* _YOUR OBJECTIVE_: List each line of the listing below that contains the string "target".

***** WORKING DATA

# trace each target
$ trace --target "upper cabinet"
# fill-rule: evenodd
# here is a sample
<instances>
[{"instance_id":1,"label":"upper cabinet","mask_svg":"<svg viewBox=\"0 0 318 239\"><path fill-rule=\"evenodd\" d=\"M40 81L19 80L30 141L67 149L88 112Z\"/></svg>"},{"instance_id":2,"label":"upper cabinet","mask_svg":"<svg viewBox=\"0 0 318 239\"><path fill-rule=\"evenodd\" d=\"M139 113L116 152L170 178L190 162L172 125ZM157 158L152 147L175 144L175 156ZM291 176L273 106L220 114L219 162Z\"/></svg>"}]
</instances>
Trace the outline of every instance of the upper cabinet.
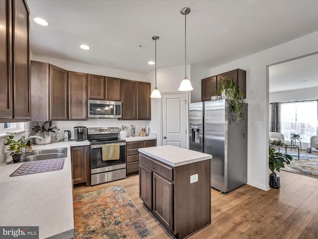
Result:
<instances>
[{"instance_id":1,"label":"upper cabinet","mask_svg":"<svg viewBox=\"0 0 318 239\"><path fill-rule=\"evenodd\" d=\"M88 75L88 99L105 100L105 77Z\"/></svg>"},{"instance_id":2,"label":"upper cabinet","mask_svg":"<svg viewBox=\"0 0 318 239\"><path fill-rule=\"evenodd\" d=\"M88 75L88 99L121 101L121 79Z\"/></svg>"},{"instance_id":3,"label":"upper cabinet","mask_svg":"<svg viewBox=\"0 0 318 239\"><path fill-rule=\"evenodd\" d=\"M137 120L151 120L151 93L150 83L137 82Z\"/></svg>"},{"instance_id":4,"label":"upper cabinet","mask_svg":"<svg viewBox=\"0 0 318 239\"><path fill-rule=\"evenodd\" d=\"M211 76L201 80L202 101L211 101L211 98L216 95L216 91L220 89L220 79L233 79L240 90L244 93L244 98L246 95L246 72L240 69Z\"/></svg>"},{"instance_id":5,"label":"upper cabinet","mask_svg":"<svg viewBox=\"0 0 318 239\"><path fill-rule=\"evenodd\" d=\"M0 118L31 118L29 17L25 0L0 1Z\"/></svg>"},{"instance_id":6,"label":"upper cabinet","mask_svg":"<svg viewBox=\"0 0 318 239\"><path fill-rule=\"evenodd\" d=\"M87 120L86 74L69 72L69 120Z\"/></svg>"},{"instance_id":7,"label":"upper cabinet","mask_svg":"<svg viewBox=\"0 0 318 239\"><path fill-rule=\"evenodd\" d=\"M121 81L122 120L137 119L137 81L130 80Z\"/></svg>"},{"instance_id":8,"label":"upper cabinet","mask_svg":"<svg viewBox=\"0 0 318 239\"><path fill-rule=\"evenodd\" d=\"M211 76L201 80L202 101L211 101L211 97L215 96L217 91L217 76Z\"/></svg>"},{"instance_id":9,"label":"upper cabinet","mask_svg":"<svg viewBox=\"0 0 318 239\"><path fill-rule=\"evenodd\" d=\"M121 101L121 80L112 77L106 77L106 100Z\"/></svg>"},{"instance_id":10,"label":"upper cabinet","mask_svg":"<svg viewBox=\"0 0 318 239\"><path fill-rule=\"evenodd\" d=\"M244 70L237 69L233 71L228 71L224 73L218 75L218 90L219 89L219 81L220 78L222 80L230 80L231 78L233 82L237 84L239 89L244 93L244 98L246 98L246 72Z\"/></svg>"}]
</instances>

**********

* _PROBLEM SOLUTION_:
# trace each target
$ trace --target "upper cabinet"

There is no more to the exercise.